Problem to work on
Print exactly the lines starting at the one that contains "Note: point at the sunlight" and ending at the last line of the listing below.

Excerpted data
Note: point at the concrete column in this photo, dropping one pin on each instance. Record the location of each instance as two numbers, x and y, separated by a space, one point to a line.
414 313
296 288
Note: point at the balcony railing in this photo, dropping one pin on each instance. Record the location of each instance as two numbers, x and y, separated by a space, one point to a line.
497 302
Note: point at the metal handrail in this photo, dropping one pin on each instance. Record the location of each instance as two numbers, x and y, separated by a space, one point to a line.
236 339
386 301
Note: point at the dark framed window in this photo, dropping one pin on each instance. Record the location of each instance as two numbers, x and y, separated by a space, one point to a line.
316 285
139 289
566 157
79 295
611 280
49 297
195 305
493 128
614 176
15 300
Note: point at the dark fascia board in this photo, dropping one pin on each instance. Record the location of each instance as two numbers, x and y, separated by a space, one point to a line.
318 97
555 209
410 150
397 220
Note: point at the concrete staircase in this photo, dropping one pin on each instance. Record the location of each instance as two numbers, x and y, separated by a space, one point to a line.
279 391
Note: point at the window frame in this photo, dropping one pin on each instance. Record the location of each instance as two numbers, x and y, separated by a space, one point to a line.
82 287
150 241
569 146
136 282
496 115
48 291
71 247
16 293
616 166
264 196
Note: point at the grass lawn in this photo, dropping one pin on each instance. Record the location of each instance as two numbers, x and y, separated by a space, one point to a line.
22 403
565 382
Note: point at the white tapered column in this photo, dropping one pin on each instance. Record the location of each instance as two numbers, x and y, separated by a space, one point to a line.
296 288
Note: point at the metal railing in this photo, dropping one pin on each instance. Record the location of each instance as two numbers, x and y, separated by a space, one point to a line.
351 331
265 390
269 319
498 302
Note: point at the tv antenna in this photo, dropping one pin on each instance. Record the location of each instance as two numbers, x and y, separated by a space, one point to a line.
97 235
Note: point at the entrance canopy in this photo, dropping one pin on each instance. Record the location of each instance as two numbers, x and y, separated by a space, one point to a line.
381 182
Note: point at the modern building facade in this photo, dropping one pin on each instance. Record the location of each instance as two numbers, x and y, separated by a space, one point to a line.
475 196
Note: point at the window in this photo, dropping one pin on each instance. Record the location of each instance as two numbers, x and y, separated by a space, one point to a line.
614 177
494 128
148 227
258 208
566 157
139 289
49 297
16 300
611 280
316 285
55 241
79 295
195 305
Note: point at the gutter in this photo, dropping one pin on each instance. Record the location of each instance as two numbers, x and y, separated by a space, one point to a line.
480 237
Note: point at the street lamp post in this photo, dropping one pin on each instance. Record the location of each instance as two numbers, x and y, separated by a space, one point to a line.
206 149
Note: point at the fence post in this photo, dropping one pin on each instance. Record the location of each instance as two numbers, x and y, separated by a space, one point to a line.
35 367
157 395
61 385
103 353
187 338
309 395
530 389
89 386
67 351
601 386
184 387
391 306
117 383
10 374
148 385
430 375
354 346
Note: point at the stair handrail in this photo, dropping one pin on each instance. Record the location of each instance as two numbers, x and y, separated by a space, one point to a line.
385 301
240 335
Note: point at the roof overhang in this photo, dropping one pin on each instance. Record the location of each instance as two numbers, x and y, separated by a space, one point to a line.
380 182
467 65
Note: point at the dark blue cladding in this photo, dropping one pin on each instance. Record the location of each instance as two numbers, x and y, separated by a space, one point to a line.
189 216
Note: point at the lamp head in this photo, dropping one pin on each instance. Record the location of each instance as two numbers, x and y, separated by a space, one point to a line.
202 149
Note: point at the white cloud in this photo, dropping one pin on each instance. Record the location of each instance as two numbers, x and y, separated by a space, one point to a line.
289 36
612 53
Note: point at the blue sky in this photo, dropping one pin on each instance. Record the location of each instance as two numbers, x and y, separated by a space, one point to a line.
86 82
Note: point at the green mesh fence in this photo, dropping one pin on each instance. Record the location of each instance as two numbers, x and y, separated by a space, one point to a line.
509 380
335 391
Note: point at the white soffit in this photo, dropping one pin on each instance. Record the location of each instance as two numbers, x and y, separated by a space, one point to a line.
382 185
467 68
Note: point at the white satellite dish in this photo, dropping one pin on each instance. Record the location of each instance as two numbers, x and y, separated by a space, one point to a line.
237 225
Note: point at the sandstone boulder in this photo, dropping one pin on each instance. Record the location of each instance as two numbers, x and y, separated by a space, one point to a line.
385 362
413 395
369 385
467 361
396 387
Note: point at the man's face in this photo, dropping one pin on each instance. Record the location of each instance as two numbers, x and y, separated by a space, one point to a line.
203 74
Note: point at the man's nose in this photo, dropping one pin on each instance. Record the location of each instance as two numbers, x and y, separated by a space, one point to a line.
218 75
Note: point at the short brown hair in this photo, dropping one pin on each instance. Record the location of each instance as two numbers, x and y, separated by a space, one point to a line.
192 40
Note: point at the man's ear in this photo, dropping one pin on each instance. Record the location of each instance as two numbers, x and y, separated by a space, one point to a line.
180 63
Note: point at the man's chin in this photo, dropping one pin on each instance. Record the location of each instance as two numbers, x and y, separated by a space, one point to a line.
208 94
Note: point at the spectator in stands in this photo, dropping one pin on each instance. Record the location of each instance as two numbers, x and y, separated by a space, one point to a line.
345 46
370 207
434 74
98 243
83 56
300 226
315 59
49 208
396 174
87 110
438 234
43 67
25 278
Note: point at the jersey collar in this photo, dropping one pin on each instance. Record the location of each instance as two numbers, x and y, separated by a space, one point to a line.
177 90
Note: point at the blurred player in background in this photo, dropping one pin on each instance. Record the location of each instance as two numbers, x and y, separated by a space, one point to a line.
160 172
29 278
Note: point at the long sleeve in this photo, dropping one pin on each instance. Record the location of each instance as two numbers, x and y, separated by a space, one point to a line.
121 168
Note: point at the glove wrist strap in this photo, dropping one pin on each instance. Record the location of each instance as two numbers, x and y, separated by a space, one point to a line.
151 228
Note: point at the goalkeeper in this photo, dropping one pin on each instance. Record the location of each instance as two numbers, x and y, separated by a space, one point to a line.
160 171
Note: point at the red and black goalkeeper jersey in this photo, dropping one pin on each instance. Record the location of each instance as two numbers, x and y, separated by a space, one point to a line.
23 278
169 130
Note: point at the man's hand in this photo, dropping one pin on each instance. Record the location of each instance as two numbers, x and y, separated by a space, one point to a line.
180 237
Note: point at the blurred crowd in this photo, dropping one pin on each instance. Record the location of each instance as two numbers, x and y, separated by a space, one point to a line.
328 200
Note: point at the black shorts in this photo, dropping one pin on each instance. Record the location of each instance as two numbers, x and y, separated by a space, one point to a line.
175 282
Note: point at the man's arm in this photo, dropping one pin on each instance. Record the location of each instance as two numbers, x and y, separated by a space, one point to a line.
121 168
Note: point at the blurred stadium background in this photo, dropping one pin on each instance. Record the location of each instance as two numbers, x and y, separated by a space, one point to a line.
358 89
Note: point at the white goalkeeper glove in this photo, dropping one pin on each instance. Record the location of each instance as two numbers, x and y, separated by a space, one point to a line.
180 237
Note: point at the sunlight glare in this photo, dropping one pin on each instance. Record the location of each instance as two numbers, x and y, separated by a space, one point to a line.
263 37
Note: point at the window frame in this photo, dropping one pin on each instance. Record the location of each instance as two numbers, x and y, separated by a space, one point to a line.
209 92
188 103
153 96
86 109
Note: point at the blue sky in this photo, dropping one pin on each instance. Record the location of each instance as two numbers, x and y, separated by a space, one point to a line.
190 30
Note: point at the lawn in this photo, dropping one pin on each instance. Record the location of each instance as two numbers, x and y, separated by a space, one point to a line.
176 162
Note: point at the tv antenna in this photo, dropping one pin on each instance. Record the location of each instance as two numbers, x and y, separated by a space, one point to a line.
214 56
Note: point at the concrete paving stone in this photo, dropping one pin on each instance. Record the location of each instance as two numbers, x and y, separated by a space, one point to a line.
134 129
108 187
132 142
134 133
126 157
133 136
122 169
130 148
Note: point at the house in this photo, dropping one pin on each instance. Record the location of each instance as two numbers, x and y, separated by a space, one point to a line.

Exercise solution
Note: point at the sunlight glare in this photo, dropping one pin on each instance. Record the location of each instance as two numbers, x and y, separated by a space, one point to a line.
263 37
Note: point at the window frame in this photo, dropping one pin on each instance. Record the location of each instance as two numbers, x and y, separated by a space, one point to a line.
209 92
188 103
153 96
86 109
Note: point at the blue sky in this photo, dropping one pin on each instance. Record the location of each instance as two numbers, x and y, separated by a space, one point to a line.
190 30
Note: point at the lawn in this photo, dropping one pin on each instance. Record the location of each instance as two numbers, x and y, separated by a space, one point to a line.
176 162
Note: point at the tv antenna in this photo, dropping one pin on each instance. Record the location of each instance as two numbers, x and y, separated by a space, one point to a line.
214 56
Note: point at the concrete paving stone in this photo, dropping one pin on each instance. Record the location of each instance as two numbers, x and y, separated by a space, one point to a line.
134 129
108 187
132 142
134 133
126 157
133 136
122 169
130 148
Note: point at the house in this photo, dropping one pin on each instance. Record the location of each instance as two numbers, x and y, separated by a space, one point to a line.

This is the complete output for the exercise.